Segment Start: RECORDS TO USE

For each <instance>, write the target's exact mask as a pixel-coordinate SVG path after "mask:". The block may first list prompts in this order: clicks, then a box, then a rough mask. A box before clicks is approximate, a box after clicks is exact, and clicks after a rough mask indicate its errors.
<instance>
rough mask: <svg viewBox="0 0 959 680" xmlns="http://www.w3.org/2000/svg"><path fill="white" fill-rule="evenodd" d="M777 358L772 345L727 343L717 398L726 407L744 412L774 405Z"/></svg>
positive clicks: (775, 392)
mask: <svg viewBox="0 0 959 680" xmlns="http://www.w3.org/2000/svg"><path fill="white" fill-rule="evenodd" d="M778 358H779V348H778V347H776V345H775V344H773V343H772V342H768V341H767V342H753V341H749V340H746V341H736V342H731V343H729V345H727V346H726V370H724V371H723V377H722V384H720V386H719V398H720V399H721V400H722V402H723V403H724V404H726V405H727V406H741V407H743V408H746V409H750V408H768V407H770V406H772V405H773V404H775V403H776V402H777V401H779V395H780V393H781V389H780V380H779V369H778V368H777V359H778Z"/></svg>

Segment End: RECORDS TO USE
Segment Start: RECORDS TO USE

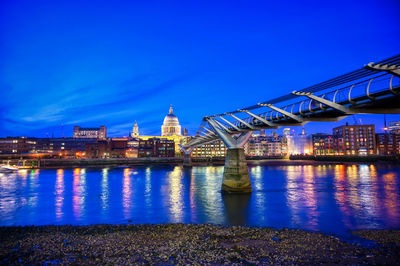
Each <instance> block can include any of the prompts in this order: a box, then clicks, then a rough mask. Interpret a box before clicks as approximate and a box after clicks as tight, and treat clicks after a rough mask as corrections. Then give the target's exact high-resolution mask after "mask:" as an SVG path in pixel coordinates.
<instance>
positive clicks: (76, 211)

Segment End: RECORDS TO USE

§ DESCRIPTION OF THE TASK
Could you repeat exactly the lines above from the line with "For each <instance>, write" up to and including the line with "rough mask: <svg", and only those?

§ SOLUTION TO THIS TASK
For each <instance>, write the target's exact mask as a pixel-coordinate SVG path after "mask:". The block may first list prompts in this order: clicks, then a box, then a rough mask. A box before clicks is approximate, a box after clicks is exact, and clicks after a rough mask indicate its errors.
<instance>
rough mask: <svg viewBox="0 0 959 680" xmlns="http://www.w3.org/2000/svg"><path fill="white" fill-rule="evenodd" d="M777 358L772 345L727 343L717 398L726 407L744 412L774 405Z"/></svg>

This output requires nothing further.